§ Listed records
================

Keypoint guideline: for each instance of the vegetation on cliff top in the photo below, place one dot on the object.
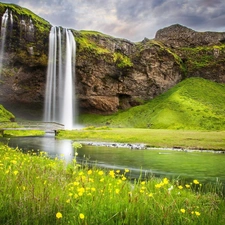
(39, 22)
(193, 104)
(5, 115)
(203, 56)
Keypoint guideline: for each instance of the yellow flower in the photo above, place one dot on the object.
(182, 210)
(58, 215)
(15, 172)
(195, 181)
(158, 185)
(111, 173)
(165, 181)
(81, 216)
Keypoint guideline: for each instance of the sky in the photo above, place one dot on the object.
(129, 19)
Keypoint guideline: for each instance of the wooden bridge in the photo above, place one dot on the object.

================

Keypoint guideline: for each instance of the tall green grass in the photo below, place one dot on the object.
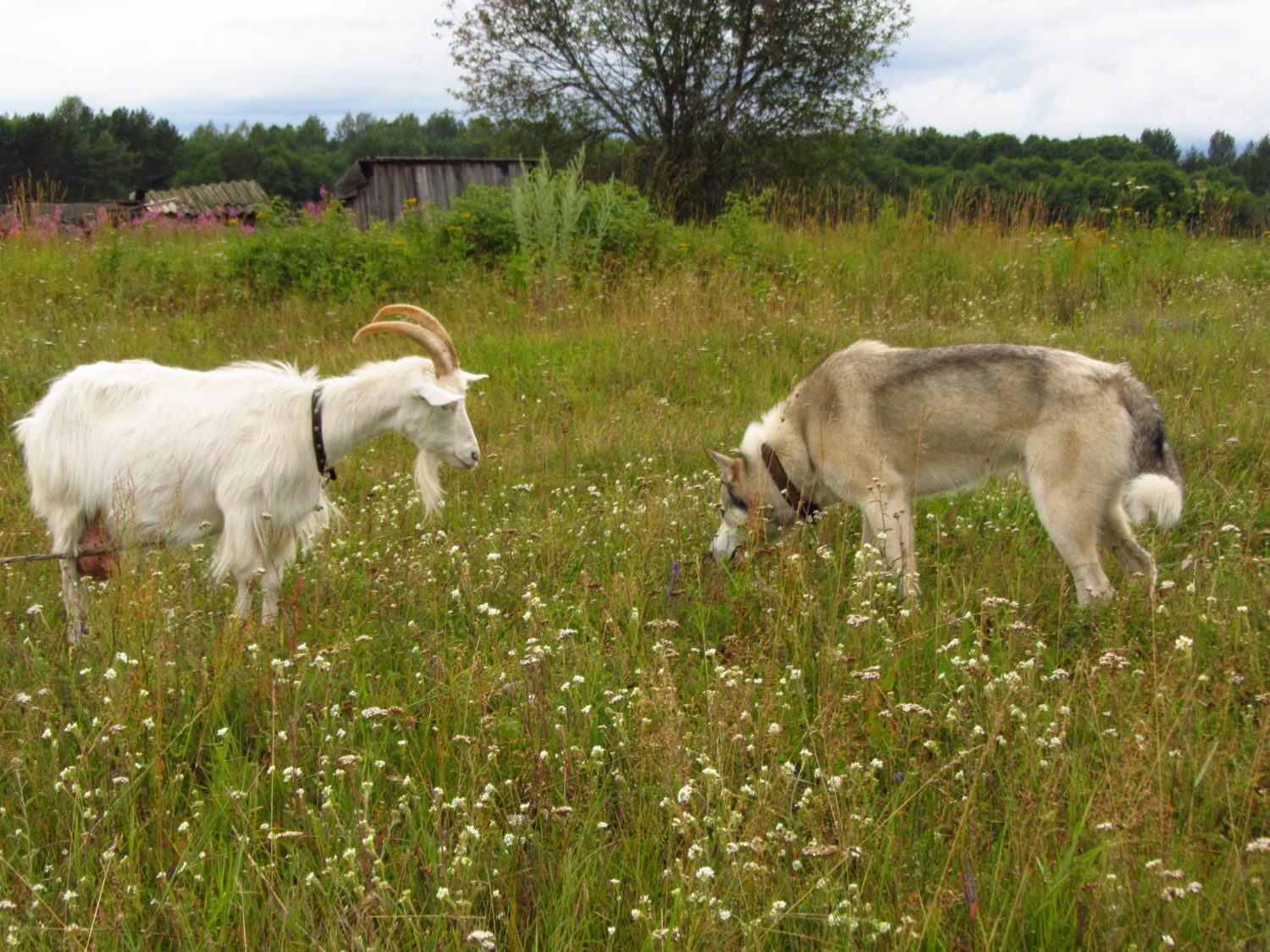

================

Output the lines above between the one holding "Keypoint guideline: for each instance of the yellow" and the one holding "Keypoint guideline: for each instance of the wooden", inclusive, with nothing before or after them.

Keypoint guideline: for each instance of the yellow flower in the photo above, place one dot on the object.
(182, 210)
(58, 215)
(15, 172)
(195, 181)
(158, 185)
(111, 173)
(165, 181)
(81, 216)
Keypoint guideline: for each instance of the sky in the photo above, place one dot on the object.
(129, 19)
Keypoint guideline: for each instance of the wooden bridge in the photo above, place one dot on the object.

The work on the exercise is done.